-- Start Text passage --

Non resonant transmission modelling with Statistical modal Energy distribution Analysis
L. Maxit^{1}, K. Ege, N. Totaro, J.L. Guyader
Laboratoire Vibrations Acoustique, INSA-Lyon,
25 bis, av. Jean Capelle, F-69621 Villeurbanne Cedex, France
Statistical modal Energy distribution Analysis (SmEdA) can be used as an alternative to Statistical Energy Analysis for describing subsystems with low modal overlap. In its original form, SmEdA predicts the power flow exchanged between the resonant modes of different subsystems. In the case of sound transmission through a thin structure, it is well-known that the non resonant response of the structure plays a significant role in transmission below the critical frequency. In this paper, we present an extension of SmEdA that takes into account the contributions of the non resonant modes of a thin structure. The dual modal formulation (DMF) is used to describe the behaviour of two acoustic cavities separated by a thin structure, with prior knowledge of the modal basis of each subsystem. Condensation in the DMF equations is achieved on the amplitudes of the non resonant modes and a new coupling scheme between the resonant modes of the three subsystems is obtained after several simplifications. We show that the contribution of the non resonant panel mode results in coupling the cavity modes of stiffness type, characterised by the mode shapes of both the cavities and the structure. Comparisons with reference results demonstrate that the present approach can take into account the non resonant contributions of the structure in the evaluation of the transmission loss.

-- End Text passage --
-- Start Data supplied --

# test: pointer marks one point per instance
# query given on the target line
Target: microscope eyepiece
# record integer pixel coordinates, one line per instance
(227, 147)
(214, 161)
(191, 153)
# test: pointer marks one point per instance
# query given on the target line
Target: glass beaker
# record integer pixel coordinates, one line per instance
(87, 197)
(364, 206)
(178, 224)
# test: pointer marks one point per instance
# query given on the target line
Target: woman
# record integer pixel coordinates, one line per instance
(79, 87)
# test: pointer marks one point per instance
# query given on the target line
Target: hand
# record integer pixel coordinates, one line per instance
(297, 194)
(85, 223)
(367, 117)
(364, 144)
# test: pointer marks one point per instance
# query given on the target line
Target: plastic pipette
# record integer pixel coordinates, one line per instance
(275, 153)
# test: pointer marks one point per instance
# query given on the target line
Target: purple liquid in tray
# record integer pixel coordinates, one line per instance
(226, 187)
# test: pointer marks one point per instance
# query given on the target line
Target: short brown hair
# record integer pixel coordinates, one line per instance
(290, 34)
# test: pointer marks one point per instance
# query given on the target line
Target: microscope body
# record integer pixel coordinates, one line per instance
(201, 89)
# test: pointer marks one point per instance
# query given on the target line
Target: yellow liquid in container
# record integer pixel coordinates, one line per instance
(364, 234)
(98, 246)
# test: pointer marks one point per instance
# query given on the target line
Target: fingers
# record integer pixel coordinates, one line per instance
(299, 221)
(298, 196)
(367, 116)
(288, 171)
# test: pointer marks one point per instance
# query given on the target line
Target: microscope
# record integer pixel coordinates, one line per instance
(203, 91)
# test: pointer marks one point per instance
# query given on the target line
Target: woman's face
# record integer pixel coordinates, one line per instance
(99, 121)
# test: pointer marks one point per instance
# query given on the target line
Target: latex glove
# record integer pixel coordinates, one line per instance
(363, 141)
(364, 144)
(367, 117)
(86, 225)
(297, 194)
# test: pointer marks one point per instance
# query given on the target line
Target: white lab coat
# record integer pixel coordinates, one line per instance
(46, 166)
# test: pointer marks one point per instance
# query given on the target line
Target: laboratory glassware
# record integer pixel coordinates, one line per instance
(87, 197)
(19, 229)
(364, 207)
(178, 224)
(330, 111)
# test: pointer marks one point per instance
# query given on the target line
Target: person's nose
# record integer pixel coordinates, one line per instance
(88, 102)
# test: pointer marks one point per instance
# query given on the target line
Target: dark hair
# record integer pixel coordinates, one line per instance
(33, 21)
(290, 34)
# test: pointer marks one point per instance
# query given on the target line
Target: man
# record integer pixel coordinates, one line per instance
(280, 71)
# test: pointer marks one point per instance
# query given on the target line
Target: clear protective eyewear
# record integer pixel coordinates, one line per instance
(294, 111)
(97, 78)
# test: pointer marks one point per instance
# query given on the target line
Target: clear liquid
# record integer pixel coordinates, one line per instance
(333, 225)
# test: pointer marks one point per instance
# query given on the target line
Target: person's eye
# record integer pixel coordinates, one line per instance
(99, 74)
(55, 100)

-- End Data supplied --

To-do list ▸
[1] In the SmEdA abstract, which non resonant contribution does the presented extension of SmEdA take into account?
[2] Pull out every line of the entries that contains the string "hair".

Worked solutions ▸
[1] The contributions of the non resonant modes of a thin structure.

[2]
Target: short brown hair
Target: dark hair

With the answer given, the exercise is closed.